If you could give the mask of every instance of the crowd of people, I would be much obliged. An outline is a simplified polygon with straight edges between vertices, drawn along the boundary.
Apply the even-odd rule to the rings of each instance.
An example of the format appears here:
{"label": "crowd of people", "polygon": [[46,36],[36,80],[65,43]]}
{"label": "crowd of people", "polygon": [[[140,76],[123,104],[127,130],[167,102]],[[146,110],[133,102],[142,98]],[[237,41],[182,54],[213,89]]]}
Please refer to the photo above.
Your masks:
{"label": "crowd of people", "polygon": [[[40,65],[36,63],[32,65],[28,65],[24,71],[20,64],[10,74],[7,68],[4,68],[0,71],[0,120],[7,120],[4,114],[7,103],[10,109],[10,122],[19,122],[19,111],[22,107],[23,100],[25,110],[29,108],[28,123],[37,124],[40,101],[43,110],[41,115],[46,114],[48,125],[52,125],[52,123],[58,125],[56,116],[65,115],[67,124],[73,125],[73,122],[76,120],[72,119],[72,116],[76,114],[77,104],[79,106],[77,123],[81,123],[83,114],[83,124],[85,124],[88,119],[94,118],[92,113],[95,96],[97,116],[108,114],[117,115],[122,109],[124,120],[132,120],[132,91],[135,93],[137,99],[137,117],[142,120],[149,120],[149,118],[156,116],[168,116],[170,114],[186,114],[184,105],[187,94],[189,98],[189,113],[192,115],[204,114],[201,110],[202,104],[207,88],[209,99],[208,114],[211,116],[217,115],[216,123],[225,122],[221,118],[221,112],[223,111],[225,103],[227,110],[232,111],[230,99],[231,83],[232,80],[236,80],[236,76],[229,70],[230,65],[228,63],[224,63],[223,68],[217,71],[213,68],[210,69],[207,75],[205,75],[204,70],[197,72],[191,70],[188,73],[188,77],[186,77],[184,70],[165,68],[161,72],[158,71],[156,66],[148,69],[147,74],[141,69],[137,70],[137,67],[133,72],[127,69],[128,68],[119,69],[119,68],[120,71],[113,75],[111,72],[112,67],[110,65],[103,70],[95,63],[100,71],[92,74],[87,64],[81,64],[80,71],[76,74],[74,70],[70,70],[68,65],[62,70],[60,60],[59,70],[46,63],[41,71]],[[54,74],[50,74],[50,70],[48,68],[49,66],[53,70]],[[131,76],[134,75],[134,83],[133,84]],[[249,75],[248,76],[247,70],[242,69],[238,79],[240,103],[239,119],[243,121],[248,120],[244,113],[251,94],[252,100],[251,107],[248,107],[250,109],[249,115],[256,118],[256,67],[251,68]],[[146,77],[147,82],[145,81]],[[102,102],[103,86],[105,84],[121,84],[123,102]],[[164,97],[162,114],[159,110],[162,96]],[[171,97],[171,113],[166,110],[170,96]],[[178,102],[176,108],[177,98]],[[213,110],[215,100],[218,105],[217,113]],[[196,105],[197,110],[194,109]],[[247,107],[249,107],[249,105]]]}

◆ ◆ ◆ ◆ ◆ ◆ ◆

▶ _Exercise requirements_
Copy every row above verbatim, changing nothing.

▶ _Output for this exercise_
If you could give the mask of every instance of the crowd of people, I would be much obliged. An outline is a simplified polygon with straight edges between vertices, drawn along the boundary.
Apply the even-odd rule to the rings of each instance.
An example of the format appears here:
{"label": "crowd of people", "polygon": [[46,36],[36,80],[65,43]]}
{"label": "crowd of people", "polygon": [[[140,76],[123,104],[127,130],[167,102]],[[146,110],[133,102],[142,98]],[[237,41],[182,54],[213,89]]]}
Please refer to the photo above.
Your masks:
{"label": "crowd of people", "polygon": [[[40,65],[36,63],[32,65],[28,65],[24,71],[20,64],[10,74],[7,68],[4,68],[0,71],[0,120],[7,120],[4,114],[7,103],[10,109],[10,122],[19,122],[19,111],[22,107],[23,100],[25,110],[29,108],[28,123],[37,124],[40,101],[43,110],[41,115],[46,114],[48,125],[52,125],[52,123],[58,125],[56,116],[65,115],[67,124],[73,125],[73,122],[76,120],[72,119],[72,116],[76,114],[77,104],[79,106],[77,123],[81,123],[83,114],[83,124],[85,124],[88,119],[94,118],[92,113],[95,96],[97,116],[108,114],[117,115],[122,109],[124,120],[132,120],[132,91],[135,93],[137,99],[137,117],[142,120],[149,120],[149,118],[156,116],[168,116],[170,114],[186,114],[184,105],[187,94],[189,98],[189,113],[192,115],[204,114],[201,110],[202,104],[207,88],[209,99],[208,114],[211,116],[217,115],[216,123],[225,122],[221,118],[221,112],[223,111],[225,103],[227,110],[232,111],[230,99],[231,83],[232,80],[236,80],[236,76],[229,70],[230,65],[228,63],[224,63],[223,68],[217,71],[213,68],[210,69],[207,75],[205,75],[204,70],[197,72],[191,70],[188,73],[188,77],[186,77],[184,70],[165,68],[161,72],[158,71],[156,66],[148,69],[147,74],[141,69],[137,70],[137,67],[133,72],[127,69],[128,68],[119,69],[119,68],[120,71],[113,75],[111,72],[112,67],[110,65],[103,70],[95,63],[100,71],[92,74],[87,64],[81,64],[80,71],[76,74],[74,70],[70,70],[68,65],[62,70],[60,60],[59,70],[46,63],[41,71]],[[54,74],[50,74],[50,70],[48,68],[49,66],[53,70]],[[131,76],[134,75],[134,83],[133,84]],[[249,75],[248,76],[247,70],[242,69],[238,79],[240,103],[239,119],[243,121],[248,120],[244,113],[251,94],[252,100],[251,107],[248,107],[250,109],[249,115],[256,118],[256,67],[251,68]],[[146,77],[147,82],[145,81]],[[102,102],[103,86],[105,84],[121,84],[123,102]],[[164,97],[162,114],[159,110],[162,96]],[[171,97],[171,113],[166,110],[170,96]],[[178,102],[176,108],[177,98]],[[213,110],[215,100],[218,105],[217,113]],[[196,105],[197,110],[194,109]],[[247,107],[249,107],[249,105]]]}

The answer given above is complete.